(Excerpts from a detection dataset)

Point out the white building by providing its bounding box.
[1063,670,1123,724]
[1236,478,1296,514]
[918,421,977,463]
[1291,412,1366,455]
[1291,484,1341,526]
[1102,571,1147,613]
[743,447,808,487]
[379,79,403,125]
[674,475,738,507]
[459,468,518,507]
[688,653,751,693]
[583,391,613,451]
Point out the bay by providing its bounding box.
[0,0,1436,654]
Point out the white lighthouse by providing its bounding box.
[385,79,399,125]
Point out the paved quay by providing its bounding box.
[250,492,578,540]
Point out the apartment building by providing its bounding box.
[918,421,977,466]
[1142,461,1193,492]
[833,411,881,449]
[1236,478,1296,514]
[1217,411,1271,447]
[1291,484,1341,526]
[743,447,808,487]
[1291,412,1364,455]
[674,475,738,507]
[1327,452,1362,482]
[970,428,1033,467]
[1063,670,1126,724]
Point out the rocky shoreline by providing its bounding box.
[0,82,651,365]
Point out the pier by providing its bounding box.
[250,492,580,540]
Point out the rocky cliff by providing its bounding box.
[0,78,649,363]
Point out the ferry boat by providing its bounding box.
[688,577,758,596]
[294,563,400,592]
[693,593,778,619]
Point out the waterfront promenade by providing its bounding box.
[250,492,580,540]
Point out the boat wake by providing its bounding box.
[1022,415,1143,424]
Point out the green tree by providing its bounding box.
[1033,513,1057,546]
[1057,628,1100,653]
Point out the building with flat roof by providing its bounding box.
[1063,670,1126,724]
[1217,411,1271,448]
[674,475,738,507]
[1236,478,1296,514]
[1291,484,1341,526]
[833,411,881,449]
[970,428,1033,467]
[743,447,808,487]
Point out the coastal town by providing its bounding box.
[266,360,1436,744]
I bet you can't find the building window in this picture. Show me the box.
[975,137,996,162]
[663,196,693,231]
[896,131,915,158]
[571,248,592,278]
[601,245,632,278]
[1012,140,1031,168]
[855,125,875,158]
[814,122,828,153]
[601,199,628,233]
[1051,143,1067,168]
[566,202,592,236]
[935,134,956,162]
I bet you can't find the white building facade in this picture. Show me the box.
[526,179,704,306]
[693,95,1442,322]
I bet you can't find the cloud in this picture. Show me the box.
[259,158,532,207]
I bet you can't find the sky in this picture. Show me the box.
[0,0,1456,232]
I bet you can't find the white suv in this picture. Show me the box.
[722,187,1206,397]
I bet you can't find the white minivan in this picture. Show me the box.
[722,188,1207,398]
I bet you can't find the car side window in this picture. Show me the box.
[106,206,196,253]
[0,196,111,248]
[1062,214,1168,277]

» Given problem:
Could you quote the entire listing above verbatim, line for line?

» Solution to this problem:
Point out the white building by providing its bounding box.
[1063,670,1123,724]
[1236,478,1296,514]
[918,421,977,463]
[1291,412,1366,455]
[1291,484,1341,526]
[1102,571,1147,613]
[743,447,808,487]
[379,79,403,125]
[674,475,738,507]
[459,468,518,507]
[688,653,751,693]
[583,391,613,451]
Point out the bay by providing its bounding box.
[0,0,1436,654]
Point out the white lighthouse by providing its bounding box.
[385,79,399,125]
Point out the paved quay by providing its bounding box.
[250,492,578,540]
Point out the apartment building by providing its bounding box.
[918,421,977,466]
[1142,461,1193,492]
[833,411,881,449]
[1236,478,1296,514]
[1217,411,1271,447]
[1291,484,1341,526]
[743,447,808,487]
[1291,412,1364,455]
[674,475,738,507]
[1327,452,1362,482]
[970,428,1033,467]
[1063,670,1126,724]
Point out the rocky shoreline by providing its bounding box.
[0,82,651,365]
Point out the pier by providing its bounding box.
[250,492,580,540]
Point out the rocky cliff by providing its bounding box.
[0,78,649,363]
Point out the ferry boat by providing its bounding box.
[688,577,758,596]
[294,563,400,592]
[693,593,778,619]
Point out the waterfront promenade by providing its bounding box.
[250,492,580,540]
Point out the boat wake by providing its bounding box.
[1022,415,1143,424]
Point out the green tree by providing its bounding box.
[1033,513,1057,546]
[1057,628,1100,653]
Point out the building with flat roof by providing its bounding box.
[1063,670,1126,724]
[1217,411,1271,448]
[674,475,738,507]
[1236,478,1296,514]
[1291,484,1341,526]
[833,411,881,449]
[970,428,1033,467]
[743,447,808,487]
Point out the coastal town by providing its bounding box.
[266,360,1436,744]
I bet you can't find the building window in this picture. Show me the box.
[975,137,996,162]
[663,196,693,231]
[896,131,915,158]
[571,248,592,278]
[601,245,632,278]
[1012,140,1031,168]
[855,125,875,158]
[814,122,828,153]
[601,199,628,233]
[1051,143,1067,168]
[566,202,592,236]
[935,134,956,162]
I bet you can't find the white building facade in this picture. Show me the box.
[526,179,704,306]
[693,95,1442,322]
I bet you can't find the cloud in this picture. Show me the box.
[259,158,532,207]
I bet you can't find the sky in this picture. Show me the box.
[0,0,1456,232]
I bet you can't find the white suv in this picture. Show me the box.
[722,187,1206,397]
I bet you can't find the white minivan in this picture. Show me the box.
[722,188,1207,398]
I bet you can't find the car side window in this picture. Show me the box.
[106,206,196,253]
[0,196,111,248]
[1062,214,1168,277]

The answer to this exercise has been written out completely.